▶ Source text
*** Begin section ***
From 568cdb3fc71572d779a96d93036ee0065a7c8cf3 Mon Sep 17 00:00:00 2001
From: ChrisRackauckas <accounts@chrisrackauckas.com>
Date: Wed, 27 May 2026 22:39:21 +0000
Subject: [PATCH] Use vfma directly in TwoProduct paths of double.jl
MIME-Version: 1.0
Content-Type: text/plain; charset=UTF-8
Content-Transfer-Encoding: 8bit

`dmul`, `dsqu`, `dsqrt`, `ddiv`, `drec` (the `::True` branches, gated
on `fma_fast()`) implement the TwoProduct error-free transformation —
`Double(z, fma(x, y, -z))` — to extract the rounding error of `x*y`
as the low part of a double-double. The identity requires a single-
rounded FMA, but the code was calling `vfmsub` / `vfnmadd` (the
`vfmadd` family), which lower to `llvm.fmuladd`. The latter has
explicit "may fuse or not, optimizer's choice" semantics, and LLVM's
middle-end constant-folds the `(x*y) + (-(x*y))` pattern to `0` even
on hardware that has FMA. Every double-double error term was being
destroyed, which propagated as catastrophic precision loss in
downstream `asinh`/`sin`/`cos`/`tan`/`asin`/`acos`/sincos for Float32
inputs — `SLEEFPirates.asinh(-959.98f0)` returned ≈ `-7.62` instead
of ≈ `-7.56006` (~10⁵ ULP).
*** End section ***
[Point-per-instance localization data]
*** Begin section ***
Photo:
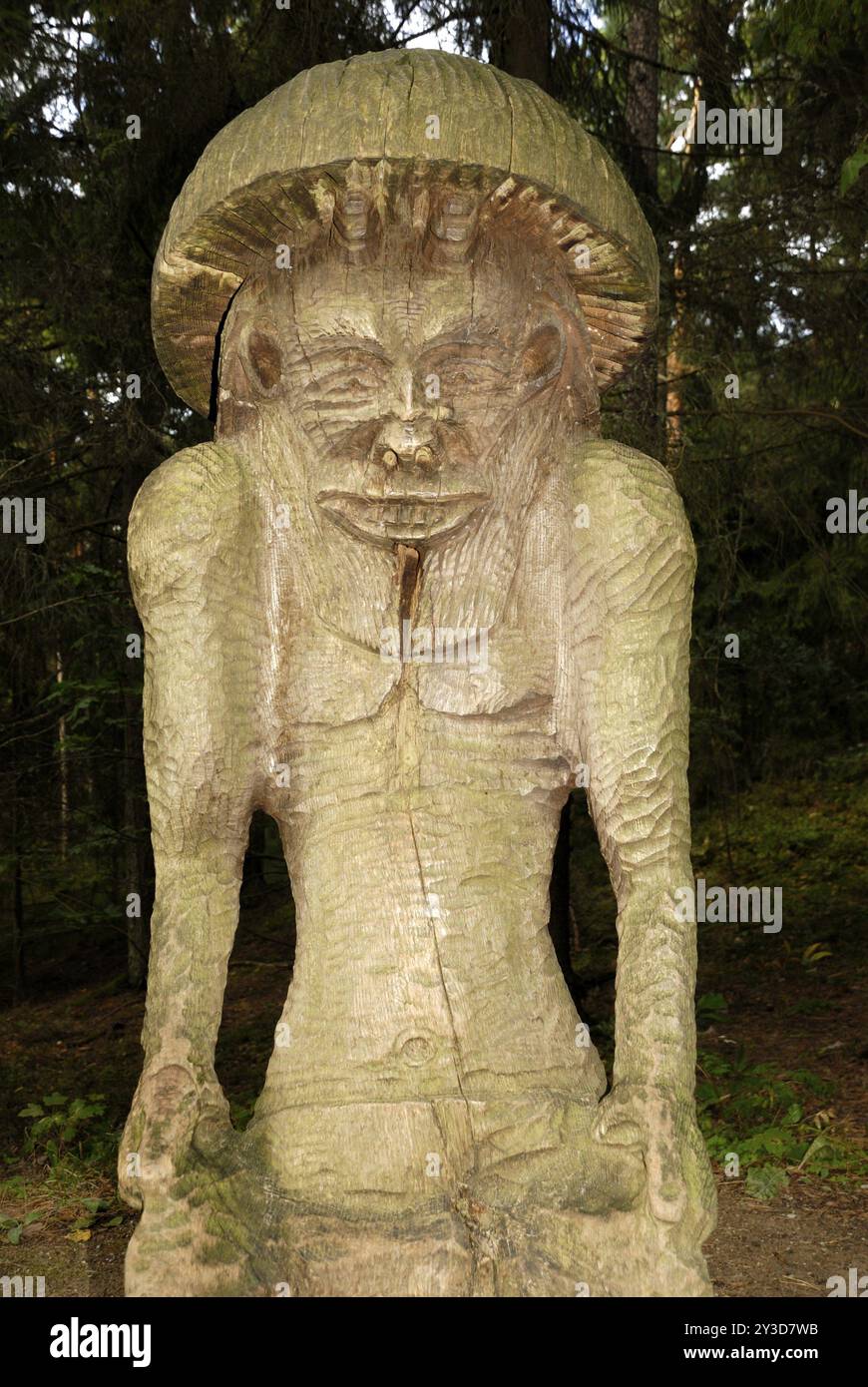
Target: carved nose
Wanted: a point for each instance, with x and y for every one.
(406, 436)
(423, 458)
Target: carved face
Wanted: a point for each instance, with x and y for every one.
(404, 380)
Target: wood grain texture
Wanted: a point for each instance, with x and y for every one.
(401, 604)
(270, 178)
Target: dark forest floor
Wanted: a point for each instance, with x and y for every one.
(782, 1055)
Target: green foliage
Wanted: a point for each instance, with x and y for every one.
(70, 1130)
(771, 1121)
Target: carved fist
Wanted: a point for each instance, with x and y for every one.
(679, 1180)
(167, 1109)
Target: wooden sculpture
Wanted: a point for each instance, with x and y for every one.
(404, 602)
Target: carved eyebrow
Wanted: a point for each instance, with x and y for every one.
(299, 354)
(454, 338)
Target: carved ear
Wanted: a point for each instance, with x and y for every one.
(543, 354)
(262, 358)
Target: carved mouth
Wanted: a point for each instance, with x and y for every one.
(406, 518)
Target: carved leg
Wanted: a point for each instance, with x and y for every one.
(202, 756)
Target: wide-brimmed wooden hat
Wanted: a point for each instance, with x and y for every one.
(265, 181)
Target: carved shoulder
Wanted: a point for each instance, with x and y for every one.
(630, 523)
(186, 512)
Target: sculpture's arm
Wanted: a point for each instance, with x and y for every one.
(192, 583)
(632, 625)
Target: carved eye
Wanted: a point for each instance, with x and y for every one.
(541, 352)
(265, 358)
(470, 374)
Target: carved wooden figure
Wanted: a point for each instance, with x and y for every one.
(404, 602)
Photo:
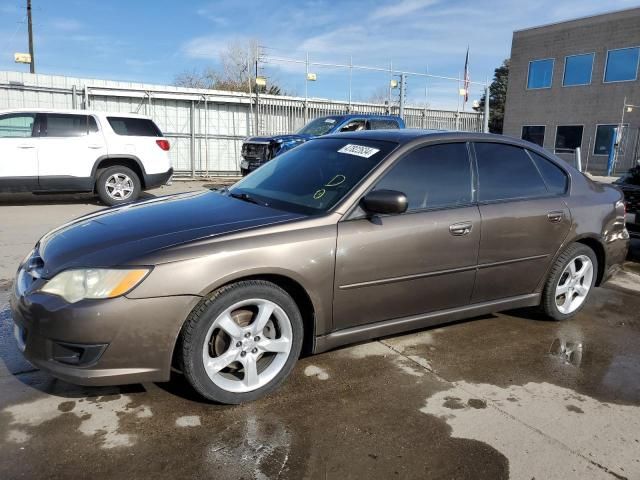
*** End section ***
▶ Exercise goal
Reproduce the patch text above in full, word for word.

▶ Solution to this task
From 568cdb3fc71572d779a96d93036ee0065a7c8cf3 Mon Sep 17 00:00:00 2001
From: ChrisRackauckas <accounts@chrisrackauckas.com>
Date: Wed, 27 May 2026 22:39:21 +0000
Subject: [PATCH] Use vfma directly in TwoProduct paths of double.jl
MIME-Version: 1.0
Content-Type: text/plain; charset=UTF-8
Content-Transfer-Encoding: 8bit

`dmul`, `dsqu`, `dsqrt`, `ddiv`, `drec` (the `::True` branches, gated
on `fma_fast()`) implement the TwoProduct error-free transformation —
`Double(z, fma(x, y, -z))` — to extract the rounding error of `x*y`
as the low part of a double-double. The identity requires a single-
rounded FMA, but the code was calling `vfmsub` / `vfnmadd` (the
`vfmadd` family), which lower to `llvm.fmuladd`. The latter has
explicit "may fuse or not, optimizer's choice" semantics, and LLVM's
middle-end constant-folds the `(x*y) + (-(x*y))` pattern to `0` even
on hardware that has FMA. Every double-double error term was being
destroyed, which propagated as catastrophic precision loss in
downstream `asinh`/`sin`/`cos`/`tan`/`asin`/`acos`/sincos for Float32
inputs — `SLEEFPirates.asinh(-959.98f0)` returned ≈ `-7.62` instead
of ≈ `-7.56006` (~10⁵ ULP).